Each line that follows should be printed again exactly as it stands.

▶ RECORDED INFORMATION:
-*-*-

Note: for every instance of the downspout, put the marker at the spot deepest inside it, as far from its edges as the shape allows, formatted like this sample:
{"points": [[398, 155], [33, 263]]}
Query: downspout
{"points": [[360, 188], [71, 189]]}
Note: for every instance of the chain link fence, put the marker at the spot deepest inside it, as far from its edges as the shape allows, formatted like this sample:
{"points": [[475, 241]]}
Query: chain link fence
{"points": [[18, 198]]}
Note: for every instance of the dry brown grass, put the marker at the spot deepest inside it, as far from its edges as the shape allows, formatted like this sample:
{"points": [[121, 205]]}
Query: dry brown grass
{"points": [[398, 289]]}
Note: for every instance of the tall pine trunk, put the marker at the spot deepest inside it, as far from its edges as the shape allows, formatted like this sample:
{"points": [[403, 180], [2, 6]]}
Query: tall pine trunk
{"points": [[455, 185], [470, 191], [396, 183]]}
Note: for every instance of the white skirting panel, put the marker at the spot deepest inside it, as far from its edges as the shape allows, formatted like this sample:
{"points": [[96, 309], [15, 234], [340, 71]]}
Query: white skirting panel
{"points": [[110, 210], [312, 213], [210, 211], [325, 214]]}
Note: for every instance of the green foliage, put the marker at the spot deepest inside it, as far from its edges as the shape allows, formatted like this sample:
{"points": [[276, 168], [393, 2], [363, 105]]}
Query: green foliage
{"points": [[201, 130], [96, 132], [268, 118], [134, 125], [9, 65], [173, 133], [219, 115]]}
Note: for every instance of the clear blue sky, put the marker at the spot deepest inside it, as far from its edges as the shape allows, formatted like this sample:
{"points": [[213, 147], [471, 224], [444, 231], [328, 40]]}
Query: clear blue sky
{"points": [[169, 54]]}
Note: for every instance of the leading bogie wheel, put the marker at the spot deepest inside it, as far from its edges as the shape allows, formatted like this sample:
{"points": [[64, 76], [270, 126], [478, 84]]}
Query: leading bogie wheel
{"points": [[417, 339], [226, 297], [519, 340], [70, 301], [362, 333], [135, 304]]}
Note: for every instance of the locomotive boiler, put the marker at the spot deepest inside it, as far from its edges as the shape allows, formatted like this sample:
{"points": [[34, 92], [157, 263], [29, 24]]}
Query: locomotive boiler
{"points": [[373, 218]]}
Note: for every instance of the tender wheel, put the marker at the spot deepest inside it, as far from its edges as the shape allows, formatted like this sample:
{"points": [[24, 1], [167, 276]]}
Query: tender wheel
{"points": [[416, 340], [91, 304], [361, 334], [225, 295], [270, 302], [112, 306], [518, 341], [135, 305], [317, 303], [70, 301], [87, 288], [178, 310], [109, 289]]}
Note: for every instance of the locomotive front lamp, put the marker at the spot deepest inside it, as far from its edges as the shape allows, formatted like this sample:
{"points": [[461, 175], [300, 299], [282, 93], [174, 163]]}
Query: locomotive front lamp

-*-*-

▶ RESPONSE:
Note: for every instance of the downspout, put the marker at the spot deepest inside it, as far from its edges as the shape allows, formatted like this sample:
{"points": [[398, 155], [33, 263]]}
Query: downspout
{"points": [[360, 188], [71, 189]]}
Note: for every instance of the chain link fence, put the marker at the spot deepest inside it, as far from its edges as the shape allows, formatted like this sample:
{"points": [[475, 241]]}
Query: chain link fence
{"points": [[18, 198]]}
Note: for every instance of the dry brown grass, put the marker at the spot deepest inside it, as far from its edges as the shape allows, formatted like this sample:
{"points": [[121, 205]]}
Query: dry brown grass
{"points": [[398, 289]]}
Note: for every instance of the tall pine trunk, put the marker at the spot deepest inside it, as far from its edges as the shape allows, formatted like this sample:
{"points": [[403, 180], [2, 6]]}
Query: tall pine trunk
{"points": [[455, 185], [470, 191], [396, 183]]}
Note: for every instance of the white skirting panel, put the marker at the spot deepest inside it, as far from its edges as the shape allows, formatted like this sample:
{"points": [[96, 309], [15, 234], [340, 71]]}
Query: white skirting panel
{"points": [[110, 210], [312, 213], [210, 211], [325, 214]]}
Note: for every instance of the green foliage, put the marker at the spot deepest inside it, as far from its edges as the shape allows, formatted like this sample:
{"points": [[276, 168], [393, 2], [363, 105]]}
Query: green foliage
{"points": [[201, 130], [96, 132], [268, 118], [134, 125], [9, 65], [173, 133], [219, 115]]}
Note: for every instance of the clear blue sky, put the marker at the spot deepest inside it, as far from its edges as the shape allows, formatted like this sample:
{"points": [[213, 147], [471, 224], [444, 231], [328, 40]]}
Query: clear blue sky
{"points": [[169, 54]]}
Note: for every instance of the leading bogie wheel, put the marker at the spot deepest inside it, as far from its edges as the shape allows, formatted like this sample:
{"points": [[64, 76], [270, 126], [478, 84]]}
Query: leading bogie wheel
{"points": [[417, 339], [226, 297], [519, 340], [70, 301], [362, 333], [135, 304]]}
Note: for every instance of the locomotive boiler, put the marker at the spot deepest inside it, as far from its edges as the shape allows, formatted like this sample:
{"points": [[34, 92], [157, 263], [29, 24]]}
Query: locomotive boiler
{"points": [[373, 218]]}
Note: for every instance of the tender wheel, put the marker at the spot deepest inside it, as far from its edges as the shape allows, formatted like this sample:
{"points": [[24, 1], [167, 276]]}
Query: tender wheel
{"points": [[416, 340], [91, 304], [361, 334], [225, 295], [270, 302], [112, 306], [518, 341], [135, 305], [317, 303], [70, 301], [87, 288], [178, 310], [109, 289]]}
Note: for every instance of the locomotive front lamp, put the marker at the spot deepest inside it, as far from its edges as the shape allows, formatted like this sample:
{"points": [[461, 175], [300, 299], [282, 93], [174, 163]]}
Query: locomotive front lamp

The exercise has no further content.